● **What the task asks**
Please convert the records below into a Markdown table with the columns Row and Line, starting with the line containing "Guideline: for every instance of the tall" and going on through the line containing "<point>85,233</point>". Number each row and leave out blank lines.

Named object pointing records
□ □ □ □ □ □ □
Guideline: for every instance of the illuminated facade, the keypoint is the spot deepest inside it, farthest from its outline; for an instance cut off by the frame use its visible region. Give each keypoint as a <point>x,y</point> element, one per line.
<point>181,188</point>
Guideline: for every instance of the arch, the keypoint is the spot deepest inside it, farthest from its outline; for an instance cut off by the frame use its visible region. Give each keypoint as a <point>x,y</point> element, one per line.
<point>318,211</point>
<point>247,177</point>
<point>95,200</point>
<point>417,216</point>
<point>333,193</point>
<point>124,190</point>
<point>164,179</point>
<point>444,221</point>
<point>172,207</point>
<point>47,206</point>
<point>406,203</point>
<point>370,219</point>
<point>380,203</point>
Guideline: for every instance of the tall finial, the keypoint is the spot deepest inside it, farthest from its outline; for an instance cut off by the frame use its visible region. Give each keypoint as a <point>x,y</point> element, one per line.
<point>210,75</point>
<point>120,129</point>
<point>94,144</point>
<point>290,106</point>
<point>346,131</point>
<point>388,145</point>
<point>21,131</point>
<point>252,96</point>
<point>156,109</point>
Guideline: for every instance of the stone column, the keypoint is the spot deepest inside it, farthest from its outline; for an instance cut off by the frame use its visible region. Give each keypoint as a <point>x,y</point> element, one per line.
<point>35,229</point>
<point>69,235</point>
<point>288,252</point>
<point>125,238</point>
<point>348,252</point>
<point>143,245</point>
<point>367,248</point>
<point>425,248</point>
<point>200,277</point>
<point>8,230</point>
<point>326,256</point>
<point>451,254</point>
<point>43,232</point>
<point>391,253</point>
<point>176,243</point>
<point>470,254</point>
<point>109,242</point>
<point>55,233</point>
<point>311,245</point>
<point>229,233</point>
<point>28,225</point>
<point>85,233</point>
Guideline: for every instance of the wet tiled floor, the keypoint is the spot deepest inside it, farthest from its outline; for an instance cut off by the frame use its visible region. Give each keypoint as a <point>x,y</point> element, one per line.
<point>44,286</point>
□ □ □ □ □ □ □
● **Complete output**
| Row | Line |
|---|---|
| 1 | Guideline: for every instance of the tall finial, the keypoint is the spot deepest inside it, farthest from its outline; for an instance cut off by the frame use its visible region. Give each keypoint as a <point>x,y</point> element, one per line. |
| 2 | <point>210,75</point> |
| 3 | <point>120,129</point> |
| 4 | <point>94,144</point> |
| 5 | <point>290,106</point> |
| 6 | <point>346,131</point> |
| 7 | <point>388,145</point> |
| 8 | <point>21,131</point> |
| 9 | <point>252,96</point> |
| 10 | <point>156,109</point> |
| 11 | Guideline: for every instance of the stone column, the keypoint is the spot deepest inside it, farthest from its outline; for an instance cut off by the frame use its visible region. Give each keypoint as a <point>x,y</point> element, one per line. |
| 12 | <point>35,229</point> |
| 13 | <point>69,235</point> |
| 14 | <point>288,252</point> |
| 15 | <point>125,238</point> |
| 16 | <point>348,252</point> |
| 17 | <point>143,245</point> |
| 18 | <point>367,248</point> |
| 19 | <point>425,248</point> |
| 20 | <point>200,277</point> |
| 21 | <point>8,230</point> |
| 22 | <point>326,256</point> |
| 23 | <point>451,254</point> |
| 24 | <point>43,232</point> |
| 25 | <point>391,253</point> |
| 26 | <point>176,243</point> |
| 27 | <point>470,254</point> |
| 28 | <point>109,242</point> |
| 29 | <point>55,233</point> |
| 30 | <point>311,245</point> |
| 31 | <point>229,233</point> |
| 32 | <point>28,225</point> |
| 33 | <point>85,233</point> |